All of the data should be repeated exactly; pictures are not part of the copy.

::::::::

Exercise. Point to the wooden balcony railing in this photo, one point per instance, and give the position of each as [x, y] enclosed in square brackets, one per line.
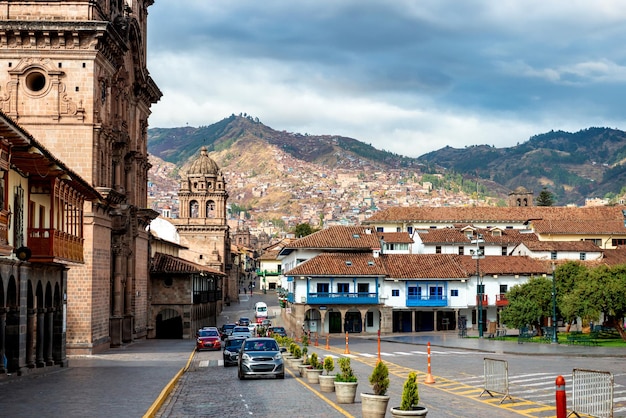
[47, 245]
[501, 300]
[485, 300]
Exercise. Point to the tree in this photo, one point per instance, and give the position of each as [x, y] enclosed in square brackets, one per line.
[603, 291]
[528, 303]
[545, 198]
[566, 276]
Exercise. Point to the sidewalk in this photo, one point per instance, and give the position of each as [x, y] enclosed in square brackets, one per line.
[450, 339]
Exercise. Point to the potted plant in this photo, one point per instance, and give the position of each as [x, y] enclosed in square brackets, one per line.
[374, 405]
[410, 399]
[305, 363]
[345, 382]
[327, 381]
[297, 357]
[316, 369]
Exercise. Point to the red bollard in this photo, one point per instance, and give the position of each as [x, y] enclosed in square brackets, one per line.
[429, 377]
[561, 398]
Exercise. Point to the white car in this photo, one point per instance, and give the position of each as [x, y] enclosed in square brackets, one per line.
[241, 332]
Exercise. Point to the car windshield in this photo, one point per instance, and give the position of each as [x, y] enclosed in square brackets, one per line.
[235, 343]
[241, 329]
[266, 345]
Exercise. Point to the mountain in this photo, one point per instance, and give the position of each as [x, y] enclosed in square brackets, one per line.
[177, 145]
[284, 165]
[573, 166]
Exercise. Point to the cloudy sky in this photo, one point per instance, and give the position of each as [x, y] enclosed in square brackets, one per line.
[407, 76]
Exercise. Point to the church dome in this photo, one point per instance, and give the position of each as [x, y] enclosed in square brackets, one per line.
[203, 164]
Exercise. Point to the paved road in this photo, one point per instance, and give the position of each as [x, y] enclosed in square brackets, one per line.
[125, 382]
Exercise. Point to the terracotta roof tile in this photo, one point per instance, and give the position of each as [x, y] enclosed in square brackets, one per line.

::::::::

> [ANSWER TO THE EXERCISE]
Exercise. Point to the wooden balcony railing in this photo, one point per instance, and give the position of each as [x, y] enclosed in square brackets, one per line.
[47, 245]
[501, 300]
[485, 300]
Exercise. Point to the tree in this photo, one point per instance, and give the position of each as [x, y] enclosed in square brackets, one per line.
[603, 291]
[528, 303]
[545, 198]
[566, 276]
Exercise. Point to the sidewalk in this photo, one point per instance, and give the position of each as [x, y] enclosed in square brackets, one per line.
[450, 339]
Exercise. Point to the potted plant in this photo, one point per instance, and give the position of each as [x, y] enclosed in square brackets, one per line.
[374, 405]
[410, 399]
[305, 363]
[345, 382]
[327, 381]
[297, 357]
[316, 369]
Exercise. Point to the red bollard in this photo, one point per instance, and give the position of each as [x, y] enclosed in square brackets, one per line.
[429, 377]
[561, 398]
Exercise. Point to the white car in this photo, one point per instance, and give the position of each as [x, y] enclosed in square brackets, one per line.
[241, 332]
Exercise. Point to the car windshield in this photo, one point per instance, and give the position of each as [x, y] enclosed in square brackets, one per line.
[235, 343]
[241, 329]
[266, 345]
Exercise. Point to the mountain in this photo, one point per instance, and give the position of each as [x, y] enclosed in square brackets, one per line.
[177, 145]
[284, 165]
[573, 166]
Exercise. Point to the cloudy sky in this photo, one point per instance, and give the position of each as [x, y] enclosed in square brackets, one per line.
[407, 76]
Exercise. Point to the church dome in this photo, one point per instance, and give the position of each as [x, y] enclosed in square brackets, one per line.
[203, 164]
Exercise. Point to the paved road in this photo, one point per instance, and give the position of each as [x, y] enclosed in square brackets, one per line.
[125, 382]
Exercise. Point to the terracotta roof tile in this photo, one point per instance, and give the position of each as [x, y] enclosed in square brackets, one per line.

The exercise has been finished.